**WHAT YOU NEED TO DO**.
Using the data below, return the stretch from the line that contains "Target: house with tile roof" through the line that contains "Target: white sneaker", both included, exactly as it stands and nothing beyond it.

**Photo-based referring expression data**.
= = = =

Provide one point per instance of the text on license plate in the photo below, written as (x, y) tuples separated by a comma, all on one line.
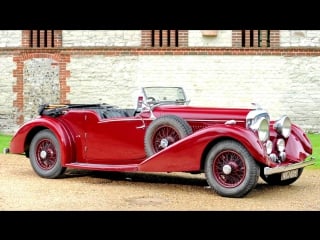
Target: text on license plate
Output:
[(289, 174)]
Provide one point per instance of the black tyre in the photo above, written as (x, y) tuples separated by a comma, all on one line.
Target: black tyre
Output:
[(230, 170), (163, 132), (275, 179), (45, 155)]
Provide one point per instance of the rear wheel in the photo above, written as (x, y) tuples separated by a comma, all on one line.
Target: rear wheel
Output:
[(163, 132), (45, 155), (230, 169)]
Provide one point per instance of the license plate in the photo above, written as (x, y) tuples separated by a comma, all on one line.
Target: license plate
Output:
[(289, 174)]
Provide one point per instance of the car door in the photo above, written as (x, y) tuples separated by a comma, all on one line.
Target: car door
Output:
[(115, 140)]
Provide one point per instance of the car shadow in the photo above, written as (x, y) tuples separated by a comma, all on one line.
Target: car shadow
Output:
[(163, 178)]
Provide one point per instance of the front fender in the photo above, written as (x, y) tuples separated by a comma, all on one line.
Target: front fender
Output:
[(21, 140)]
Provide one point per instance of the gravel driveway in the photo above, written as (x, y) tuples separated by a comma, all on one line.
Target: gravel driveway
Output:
[(22, 189)]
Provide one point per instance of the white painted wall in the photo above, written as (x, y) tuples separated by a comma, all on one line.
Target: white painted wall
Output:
[(10, 38), (279, 84), (222, 39)]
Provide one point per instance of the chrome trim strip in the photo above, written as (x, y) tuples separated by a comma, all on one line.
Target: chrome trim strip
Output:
[(269, 171)]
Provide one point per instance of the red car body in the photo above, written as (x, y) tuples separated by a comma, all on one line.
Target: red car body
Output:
[(166, 137)]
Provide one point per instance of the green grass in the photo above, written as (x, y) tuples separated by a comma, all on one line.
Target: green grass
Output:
[(314, 138)]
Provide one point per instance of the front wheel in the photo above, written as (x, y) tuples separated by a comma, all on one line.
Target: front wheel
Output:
[(230, 170), (45, 155)]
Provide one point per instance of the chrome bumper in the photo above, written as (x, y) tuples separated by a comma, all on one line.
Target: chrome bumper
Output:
[(270, 171)]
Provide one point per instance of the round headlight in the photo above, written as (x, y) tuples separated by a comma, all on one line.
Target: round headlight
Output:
[(281, 145), (283, 126), (262, 127)]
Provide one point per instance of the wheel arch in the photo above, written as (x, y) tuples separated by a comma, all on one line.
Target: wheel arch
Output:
[(64, 138), (243, 136)]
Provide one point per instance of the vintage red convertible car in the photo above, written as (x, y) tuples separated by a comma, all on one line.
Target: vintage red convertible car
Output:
[(233, 147)]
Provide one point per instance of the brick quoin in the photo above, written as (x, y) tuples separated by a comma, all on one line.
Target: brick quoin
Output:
[(61, 60)]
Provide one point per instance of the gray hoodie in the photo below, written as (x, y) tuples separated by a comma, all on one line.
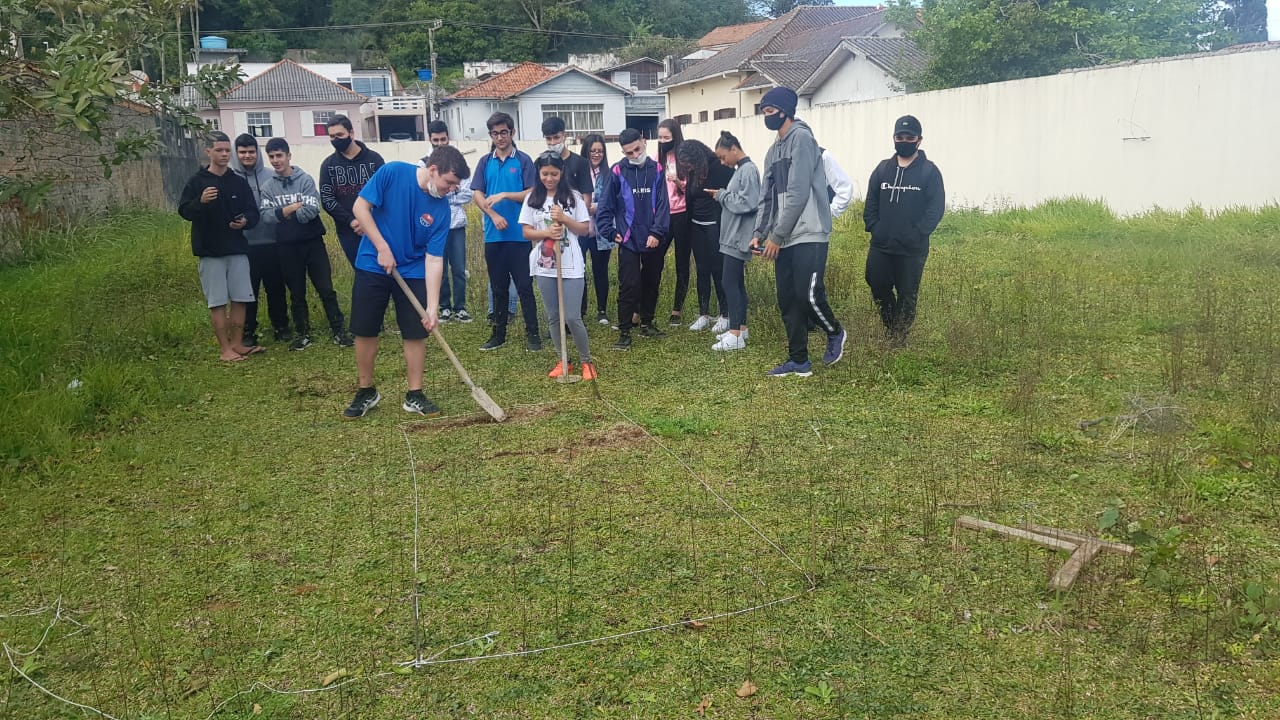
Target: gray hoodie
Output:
[(739, 204), (261, 233), (795, 208), (286, 190)]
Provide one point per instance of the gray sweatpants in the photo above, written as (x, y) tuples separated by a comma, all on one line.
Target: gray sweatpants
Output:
[(572, 313)]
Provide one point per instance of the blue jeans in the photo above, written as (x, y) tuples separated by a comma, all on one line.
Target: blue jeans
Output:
[(455, 269)]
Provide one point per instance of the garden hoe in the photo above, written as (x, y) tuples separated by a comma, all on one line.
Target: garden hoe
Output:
[(478, 393), (560, 297)]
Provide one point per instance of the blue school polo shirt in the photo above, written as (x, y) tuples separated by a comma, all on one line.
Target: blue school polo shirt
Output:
[(412, 223), (494, 176)]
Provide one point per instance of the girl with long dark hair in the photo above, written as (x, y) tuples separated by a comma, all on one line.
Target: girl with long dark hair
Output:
[(739, 203), (598, 247), (670, 139), (556, 214), (703, 172)]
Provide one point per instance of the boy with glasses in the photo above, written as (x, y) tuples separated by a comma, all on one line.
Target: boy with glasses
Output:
[(502, 181), (905, 200)]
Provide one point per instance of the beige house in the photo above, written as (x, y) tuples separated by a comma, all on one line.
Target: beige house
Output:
[(826, 54)]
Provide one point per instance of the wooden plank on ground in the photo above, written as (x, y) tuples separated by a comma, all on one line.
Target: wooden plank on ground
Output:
[(1079, 537), (976, 524), (1066, 574)]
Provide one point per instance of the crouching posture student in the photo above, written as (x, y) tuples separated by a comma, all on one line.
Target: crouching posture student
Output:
[(739, 203), (557, 214), (405, 214)]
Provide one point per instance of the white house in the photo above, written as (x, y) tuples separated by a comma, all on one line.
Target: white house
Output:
[(530, 94)]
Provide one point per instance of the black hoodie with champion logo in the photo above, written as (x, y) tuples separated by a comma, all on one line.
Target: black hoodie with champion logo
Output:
[(904, 205)]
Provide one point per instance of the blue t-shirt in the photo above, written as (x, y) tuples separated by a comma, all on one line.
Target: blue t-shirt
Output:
[(494, 176), (412, 223)]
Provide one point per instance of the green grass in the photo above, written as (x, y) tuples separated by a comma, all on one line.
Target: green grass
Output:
[(216, 527)]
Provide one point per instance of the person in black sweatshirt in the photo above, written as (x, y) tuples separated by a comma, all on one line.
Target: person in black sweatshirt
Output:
[(219, 205), (291, 203), (905, 200), (703, 172), (342, 176)]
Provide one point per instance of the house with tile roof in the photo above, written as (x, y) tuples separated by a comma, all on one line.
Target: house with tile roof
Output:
[(286, 100), (826, 54), (530, 94)]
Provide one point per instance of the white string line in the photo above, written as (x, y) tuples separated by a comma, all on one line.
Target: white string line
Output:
[(417, 616), (716, 495), (593, 641)]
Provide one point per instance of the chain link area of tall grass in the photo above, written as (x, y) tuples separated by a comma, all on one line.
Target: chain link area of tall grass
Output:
[(216, 525)]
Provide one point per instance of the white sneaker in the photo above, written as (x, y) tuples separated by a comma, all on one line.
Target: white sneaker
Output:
[(702, 323), (730, 341)]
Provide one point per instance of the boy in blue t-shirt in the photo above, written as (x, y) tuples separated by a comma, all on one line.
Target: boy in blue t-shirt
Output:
[(405, 213), (502, 182)]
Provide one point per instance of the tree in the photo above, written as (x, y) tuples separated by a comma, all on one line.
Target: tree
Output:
[(82, 68), (979, 41)]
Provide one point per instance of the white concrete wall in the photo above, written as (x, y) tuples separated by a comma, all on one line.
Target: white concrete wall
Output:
[(309, 156), (1169, 133), (856, 78)]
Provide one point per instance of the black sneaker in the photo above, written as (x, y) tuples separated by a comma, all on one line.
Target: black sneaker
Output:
[(417, 402), (365, 400)]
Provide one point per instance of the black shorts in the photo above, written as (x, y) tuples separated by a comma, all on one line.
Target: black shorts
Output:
[(369, 295)]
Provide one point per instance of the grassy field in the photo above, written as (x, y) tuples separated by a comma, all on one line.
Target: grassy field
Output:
[(187, 540)]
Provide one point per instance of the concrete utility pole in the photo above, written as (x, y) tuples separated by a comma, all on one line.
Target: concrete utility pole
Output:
[(430, 42)]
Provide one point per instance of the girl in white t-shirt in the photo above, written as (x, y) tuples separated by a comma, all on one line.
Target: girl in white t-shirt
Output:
[(554, 214)]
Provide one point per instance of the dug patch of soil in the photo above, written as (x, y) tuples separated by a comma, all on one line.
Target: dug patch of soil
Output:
[(516, 415)]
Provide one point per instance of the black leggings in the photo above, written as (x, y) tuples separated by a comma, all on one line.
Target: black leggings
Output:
[(887, 273), (507, 263), (679, 236), (297, 261), (599, 273), (705, 241)]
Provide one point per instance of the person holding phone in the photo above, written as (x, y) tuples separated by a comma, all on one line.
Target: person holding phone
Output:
[(219, 205)]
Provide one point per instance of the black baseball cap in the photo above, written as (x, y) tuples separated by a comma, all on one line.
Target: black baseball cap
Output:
[(908, 124)]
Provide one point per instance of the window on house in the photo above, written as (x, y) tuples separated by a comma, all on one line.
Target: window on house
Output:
[(259, 124), (320, 122), (644, 81), (371, 86), (579, 119)]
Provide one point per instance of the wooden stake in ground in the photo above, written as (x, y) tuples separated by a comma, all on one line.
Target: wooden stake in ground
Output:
[(560, 297), (479, 395), (1082, 547)]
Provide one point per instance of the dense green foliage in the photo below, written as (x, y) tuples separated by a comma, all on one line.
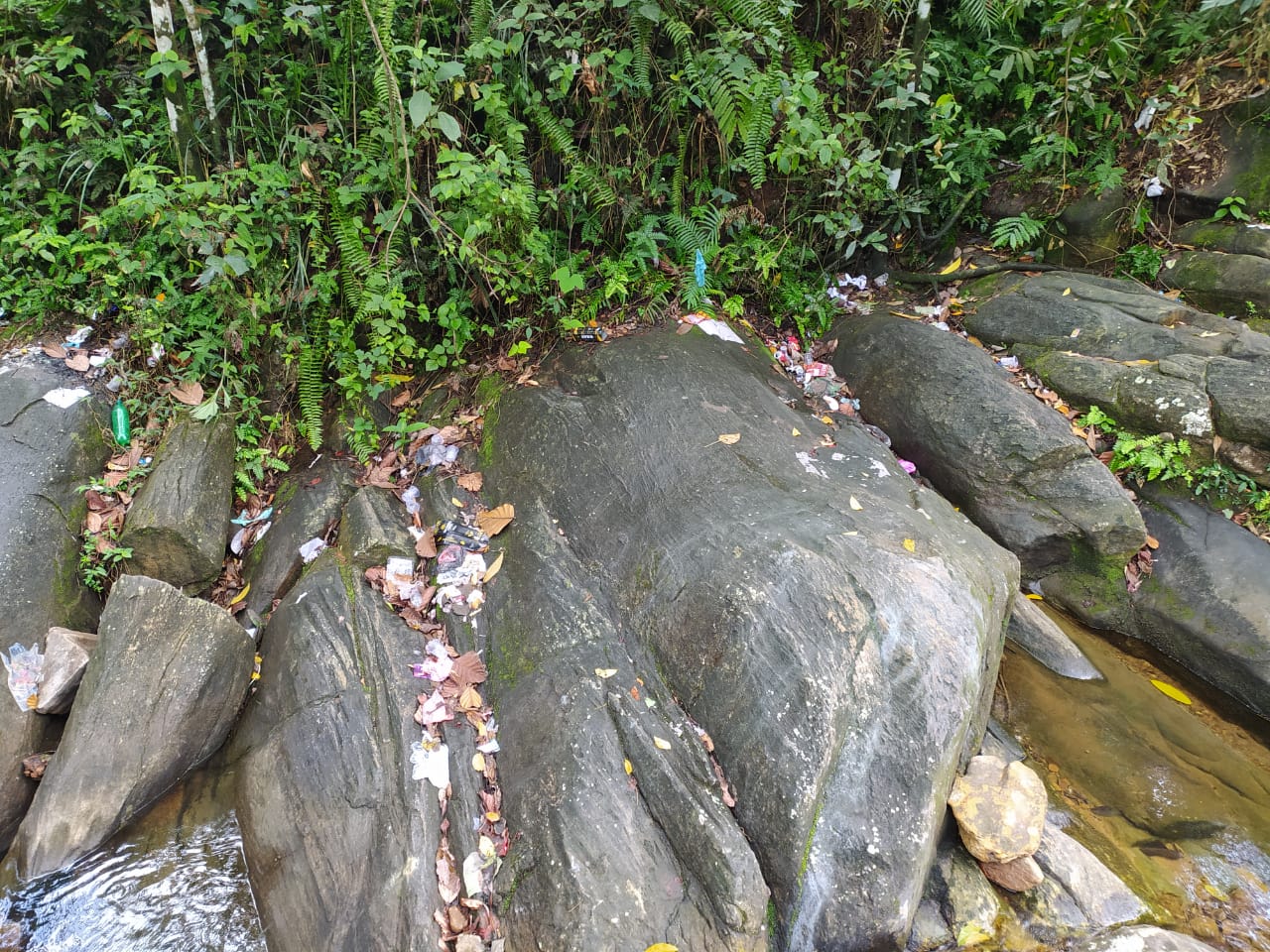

= = = =

**RESPONSE BOX**.
Target: house with tile roof
Output:
[(286, 100), (826, 54), (530, 94)]
Provide one point per instance of the white string line in the photo above, written as (x, y) tuples separated by a comma, all on one line.
Target: white string line
Output:
[(417, 616), (716, 495), (593, 641)]
Provide one point per instance of the chain link area of tall grass in the photo above, written as (x, y) tuples separated by a comma, all on one line.
Target: chain link area of tall grass
Output:
[(216, 525)]
Provide one point per instance of the white sneaker in the photo above, written as (x, y) tuples separated by a comma, all on one line.
Target: white sneaker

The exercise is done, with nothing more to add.